Exercise goal -
What you give back must match the records below exactly.

++++++

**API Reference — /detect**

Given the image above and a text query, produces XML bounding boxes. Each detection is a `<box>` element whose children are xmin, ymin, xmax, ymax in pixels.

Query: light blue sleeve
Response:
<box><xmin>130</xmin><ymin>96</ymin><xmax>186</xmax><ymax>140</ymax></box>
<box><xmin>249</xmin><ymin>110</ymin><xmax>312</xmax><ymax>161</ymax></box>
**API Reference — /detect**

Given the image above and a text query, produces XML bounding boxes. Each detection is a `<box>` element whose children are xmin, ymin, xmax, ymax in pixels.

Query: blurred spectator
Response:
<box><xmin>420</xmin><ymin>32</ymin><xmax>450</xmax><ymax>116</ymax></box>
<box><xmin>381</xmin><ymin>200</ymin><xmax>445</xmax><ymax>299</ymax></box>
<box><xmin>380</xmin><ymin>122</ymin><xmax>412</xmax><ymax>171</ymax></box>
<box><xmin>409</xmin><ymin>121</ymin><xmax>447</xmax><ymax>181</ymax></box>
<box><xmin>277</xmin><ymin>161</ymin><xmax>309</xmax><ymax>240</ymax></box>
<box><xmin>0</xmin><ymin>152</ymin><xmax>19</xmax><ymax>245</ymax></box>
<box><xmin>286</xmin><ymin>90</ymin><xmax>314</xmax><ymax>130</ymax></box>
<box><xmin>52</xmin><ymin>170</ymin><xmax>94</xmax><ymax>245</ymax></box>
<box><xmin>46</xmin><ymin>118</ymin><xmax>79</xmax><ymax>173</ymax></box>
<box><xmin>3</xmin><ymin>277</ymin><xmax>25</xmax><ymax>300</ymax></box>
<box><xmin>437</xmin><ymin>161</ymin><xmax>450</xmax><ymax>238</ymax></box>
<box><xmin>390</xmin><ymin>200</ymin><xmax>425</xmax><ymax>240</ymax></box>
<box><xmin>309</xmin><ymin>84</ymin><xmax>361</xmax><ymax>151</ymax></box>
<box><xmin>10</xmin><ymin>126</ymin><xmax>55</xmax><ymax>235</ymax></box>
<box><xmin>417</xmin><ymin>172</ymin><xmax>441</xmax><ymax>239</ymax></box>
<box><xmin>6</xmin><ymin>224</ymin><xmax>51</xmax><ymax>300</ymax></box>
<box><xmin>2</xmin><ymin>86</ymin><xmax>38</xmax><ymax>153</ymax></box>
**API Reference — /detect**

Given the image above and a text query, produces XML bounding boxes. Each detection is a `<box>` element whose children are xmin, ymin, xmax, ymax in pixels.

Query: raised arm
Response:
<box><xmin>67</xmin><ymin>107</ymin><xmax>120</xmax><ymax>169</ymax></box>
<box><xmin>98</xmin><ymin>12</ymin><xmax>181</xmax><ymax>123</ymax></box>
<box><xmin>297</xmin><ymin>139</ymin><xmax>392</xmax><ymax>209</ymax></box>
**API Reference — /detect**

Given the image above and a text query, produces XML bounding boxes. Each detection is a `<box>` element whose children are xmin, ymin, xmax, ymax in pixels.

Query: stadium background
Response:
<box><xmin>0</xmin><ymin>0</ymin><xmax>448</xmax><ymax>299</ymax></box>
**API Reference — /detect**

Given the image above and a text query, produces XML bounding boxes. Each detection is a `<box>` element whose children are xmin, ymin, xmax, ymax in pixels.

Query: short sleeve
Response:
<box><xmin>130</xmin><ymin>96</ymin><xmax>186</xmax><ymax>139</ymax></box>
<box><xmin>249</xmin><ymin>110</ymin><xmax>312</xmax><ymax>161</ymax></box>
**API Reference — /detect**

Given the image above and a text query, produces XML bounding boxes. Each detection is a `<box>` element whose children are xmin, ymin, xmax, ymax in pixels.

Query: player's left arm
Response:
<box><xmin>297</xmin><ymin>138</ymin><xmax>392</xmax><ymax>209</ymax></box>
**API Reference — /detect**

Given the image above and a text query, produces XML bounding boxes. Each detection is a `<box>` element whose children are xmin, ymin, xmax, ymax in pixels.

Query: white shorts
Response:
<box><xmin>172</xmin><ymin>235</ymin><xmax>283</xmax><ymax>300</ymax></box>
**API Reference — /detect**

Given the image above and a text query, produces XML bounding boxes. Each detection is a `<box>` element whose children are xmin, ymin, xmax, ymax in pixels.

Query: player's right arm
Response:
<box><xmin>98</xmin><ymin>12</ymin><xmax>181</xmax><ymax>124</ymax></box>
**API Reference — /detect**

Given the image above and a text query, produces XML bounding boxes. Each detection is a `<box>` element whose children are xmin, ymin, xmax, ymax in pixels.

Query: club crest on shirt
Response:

++++++

Output of the exercise -
**API Reference — /detect**

Given the image above and a text query, produces XML bounding boxes. Each detection is a `<box>` element whose children are xmin, ymin, xmax, ymax in pixels.

Query: light blue sleeve
Response:
<box><xmin>130</xmin><ymin>96</ymin><xmax>186</xmax><ymax>140</ymax></box>
<box><xmin>249</xmin><ymin>110</ymin><xmax>312</xmax><ymax>161</ymax></box>
**API Reference — /detect**

Given the image above and a text query, produces XML bounding boxes. Each detection is a `<box>` element whose children are xmin, ymin, xmax, ymax in pixels.

Query: blurred spectator
Response:
<box><xmin>420</xmin><ymin>32</ymin><xmax>450</xmax><ymax>116</ymax></box>
<box><xmin>381</xmin><ymin>200</ymin><xmax>445</xmax><ymax>299</ymax></box>
<box><xmin>380</xmin><ymin>122</ymin><xmax>412</xmax><ymax>171</ymax></box>
<box><xmin>409</xmin><ymin>121</ymin><xmax>447</xmax><ymax>181</ymax></box>
<box><xmin>277</xmin><ymin>161</ymin><xmax>309</xmax><ymax>240</ymax></box>
<box><xmin>0</xmin><ymin>152</ymin><xmax>19</xmax><ymax>245</ymax></box>
<box><xmin>286</xmin><ymin>90</ymin><xmax>314</xmax><ymax>130</ymax></box>
<box><xmin>52</xmin><ymin>170</ymin><xmax>94</xmax><ymax>245</ymax></box>
<box><xmin>46</xmin><ymin>118</ymin><xmax>79</xmax><ymax>173</ymax></box>
<box><xmin>3</xmin><ymin>277</ymin><xmax>25</xmax><ymax>300</ymax></box>
<box><xmin>437</xmin><ymin>161</ymin><xmax>450</xmax><ymax>238</ymax></box>
<box><xmin>390</xmin><ymin>200</ymin><xmax>425</xmax><ymax>240</ymax></box>
<box><xmin>309</xmin><ymin>84</ymin><xmax>361</xmax><ymax>151</ymax></box>
<box><xmin>10</xmin><ymin>126</ymin><xmax>55</xmax><ymax>235</ymax></box>
<box><xmin>417</xmin><ymin>172</ymin><xmax>441</xmax><ymax>239</ymax></box>
<box><xmin>6</xmin><ymin>224</ymin><xmax>51</xmax><ymax>300</ymax></box>
<box><xmin>2</xmin><ymin>86</ymin><xmax>38</xmax><ymax>153</ymax></box>
**API Reference — /detect**

Given the image above and a text query, produces XML bounding boxes. Each detection is a `<box>` element whose children are xmin, ymin, xmax, ymax in pixels.

Query: raised arm
Response:
<box><xmin>67</xmin><ymin>107</ymin><xmax>120</xmax><ymax>169</ymax></box>
<box><xmin>98</xmin><ymin>12</ymin><xmax>181</xmax><ymax>123</ymax></box>
<box><xmin>297</xmin><ymin>139</ymin><xmax>392</xmax><ymax>209</ymax></box>
**API Reference — /detect**

Given the image above and a text query, produces XML bounding boxes. Each detection is a `<box>` element whose children are xmin, ymin, xmax, ymax in pixels.

Query: stadium background
Response:
<box><xmin>0</xmin><ymin>0</ymin><xmax>448</xmax><ymax>299</ymax></box>
**API Reference — /detect**

Given the image above and a text query, produces XML bounding boxes. Each detection is a `<box>` element whose children are xmin, ymin, xmax, ymax in pixels.

Query: short sleeve
Response:
<box><xmin>130</xmin><ymin>96</ymin><xmax>186</xmax><ymax>139</ymax></box>
<box><xmin>249</xmin><ymin>110</ymin><xmax>312</xmax><ymax>161</ymax></box>
**API Reference — /detect**

Given the image above and a text query, produces XML bounding boxes. Each detection is a `<box>` element whose children are xmin, ymin, xmax, ymax in pixels.

Query: player's left arm
Response:
<box><xmin>297</xmin><ymin>138</ymin><xmax>392</xmax><ymax>209</ymax></box>
**API Reference — /detect**

Given the image above and a text query, produces XML bounding boxes. Each detection is a `<box>` element whose children are xmin, ymin, xmax, ymax in pixels.

Query: white shorts
Response:
<box><xmin>172</xmin><ymin>235</ymin><xmax>283</xmax><ymax>300</ymax></box>
**API Reference — /detect**

Given the image above and a text query, produces XML bounding boxes. Each detection is a `<box>` element whose children are xmin, ymin, xmax, ymax in pixels.

Query: player's right arm
Response:
<box><xmin>98</xmin><ymin>12</ymin><xmax>181</xmax><ymax>124</ymax></box>
**API Reference — /detect**

Given the image above and a text query, produces XML bounding boxes. Each detection is a `<box>` element whose children are xmin, ymin, xmax, ymax in pixels.

Query: club crest on shirt
Response:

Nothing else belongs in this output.